**Material for this task**
## BEGIN

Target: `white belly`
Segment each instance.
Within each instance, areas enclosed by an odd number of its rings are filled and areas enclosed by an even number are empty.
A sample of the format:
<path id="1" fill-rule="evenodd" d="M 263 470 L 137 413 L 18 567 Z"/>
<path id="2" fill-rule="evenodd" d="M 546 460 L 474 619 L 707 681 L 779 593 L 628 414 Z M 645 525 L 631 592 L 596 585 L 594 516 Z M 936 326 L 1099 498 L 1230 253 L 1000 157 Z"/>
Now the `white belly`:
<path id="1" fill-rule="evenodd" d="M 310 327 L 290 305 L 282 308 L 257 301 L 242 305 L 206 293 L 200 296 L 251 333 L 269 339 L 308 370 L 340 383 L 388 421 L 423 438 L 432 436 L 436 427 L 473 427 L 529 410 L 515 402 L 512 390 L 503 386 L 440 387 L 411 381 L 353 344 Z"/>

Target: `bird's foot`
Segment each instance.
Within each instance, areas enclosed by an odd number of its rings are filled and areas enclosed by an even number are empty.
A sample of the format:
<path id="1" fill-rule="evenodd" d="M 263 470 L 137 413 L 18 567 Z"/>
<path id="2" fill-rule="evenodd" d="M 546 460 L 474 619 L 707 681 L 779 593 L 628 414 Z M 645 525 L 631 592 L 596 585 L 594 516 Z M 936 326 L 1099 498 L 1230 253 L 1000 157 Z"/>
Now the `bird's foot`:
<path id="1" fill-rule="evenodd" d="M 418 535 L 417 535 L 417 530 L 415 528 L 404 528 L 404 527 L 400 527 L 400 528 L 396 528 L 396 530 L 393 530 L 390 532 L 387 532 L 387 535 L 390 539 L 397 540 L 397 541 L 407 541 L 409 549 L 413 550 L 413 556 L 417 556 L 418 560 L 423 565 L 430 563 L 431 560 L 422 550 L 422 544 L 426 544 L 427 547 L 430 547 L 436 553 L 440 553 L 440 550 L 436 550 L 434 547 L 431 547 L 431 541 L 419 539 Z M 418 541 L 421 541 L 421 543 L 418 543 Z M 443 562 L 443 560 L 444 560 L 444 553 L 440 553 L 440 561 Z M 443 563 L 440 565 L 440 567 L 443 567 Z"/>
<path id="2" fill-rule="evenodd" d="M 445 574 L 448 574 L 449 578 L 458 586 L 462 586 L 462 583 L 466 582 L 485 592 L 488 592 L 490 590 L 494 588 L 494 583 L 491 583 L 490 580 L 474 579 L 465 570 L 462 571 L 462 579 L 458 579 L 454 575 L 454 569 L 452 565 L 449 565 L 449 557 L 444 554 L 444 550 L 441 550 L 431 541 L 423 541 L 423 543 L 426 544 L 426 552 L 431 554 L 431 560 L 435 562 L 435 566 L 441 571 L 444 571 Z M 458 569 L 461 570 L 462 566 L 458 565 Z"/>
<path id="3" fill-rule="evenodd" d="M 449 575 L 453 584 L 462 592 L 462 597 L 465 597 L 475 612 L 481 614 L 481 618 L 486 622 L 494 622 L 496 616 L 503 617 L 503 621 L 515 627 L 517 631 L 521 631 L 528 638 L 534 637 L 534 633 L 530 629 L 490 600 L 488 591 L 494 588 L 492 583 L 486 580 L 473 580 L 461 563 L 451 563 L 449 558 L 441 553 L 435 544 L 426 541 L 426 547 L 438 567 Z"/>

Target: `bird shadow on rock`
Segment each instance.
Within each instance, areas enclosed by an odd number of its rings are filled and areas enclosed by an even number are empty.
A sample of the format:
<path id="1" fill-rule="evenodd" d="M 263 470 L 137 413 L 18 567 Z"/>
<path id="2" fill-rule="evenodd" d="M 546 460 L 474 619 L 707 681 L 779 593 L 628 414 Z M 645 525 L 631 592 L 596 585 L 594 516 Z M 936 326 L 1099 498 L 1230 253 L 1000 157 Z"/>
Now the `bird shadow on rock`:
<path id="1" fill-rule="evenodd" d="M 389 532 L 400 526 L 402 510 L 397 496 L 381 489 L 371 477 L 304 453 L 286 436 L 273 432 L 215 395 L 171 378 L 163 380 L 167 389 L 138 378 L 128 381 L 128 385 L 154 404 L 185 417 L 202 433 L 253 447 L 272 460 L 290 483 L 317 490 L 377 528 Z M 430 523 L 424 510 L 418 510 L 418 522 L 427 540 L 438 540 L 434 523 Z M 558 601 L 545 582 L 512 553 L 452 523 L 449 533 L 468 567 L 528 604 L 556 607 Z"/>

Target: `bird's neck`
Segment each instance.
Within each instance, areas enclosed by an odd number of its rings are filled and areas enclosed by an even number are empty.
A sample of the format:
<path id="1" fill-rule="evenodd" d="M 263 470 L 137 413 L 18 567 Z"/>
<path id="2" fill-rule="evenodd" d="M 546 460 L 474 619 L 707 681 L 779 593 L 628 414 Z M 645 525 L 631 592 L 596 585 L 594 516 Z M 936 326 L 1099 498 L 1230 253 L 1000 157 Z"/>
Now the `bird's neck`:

## END

**Work to complete**
Transcribe the records verbatim from their first line through the line containing "310 327 L 290", including both of those lines.

**Task result**
Target: `white belly`
Segment each instance.
Within each instance, areas enclosed by an odd number of its rings are filled and areas enclosed by an even number are empty.
A sample of the format:
<path id="1" fill-rule="evenodd" d="M 263 470 L 137 413 L 18 567 Z"/>
<path id="2" fill-rule="evenodd" d="M 546 460 L 474 619 L 707 681 L 779 593 L 628 414 Z M 645 525 L 631 592 L 596 585 L 594 516 Z M 936 326 L 1099 498 L 1230 253 L 1000 157 Z"/>
Now the `white belly`:
<path id="1" fill-rule="evenodd" d="M 310 327 L 290 305 L 282 308 L 257 301 L 242 305 L 206 293 L 200 296 L 251 333 L 269 339 L 308 370 L 340 383 L 388 421 L 423 438 L 432 436 L 436 427 L 473 427 L 529 410 L 515 402 L 512 390 L 503 386 L 440 387 L 411 381 L 353 344 Z"/>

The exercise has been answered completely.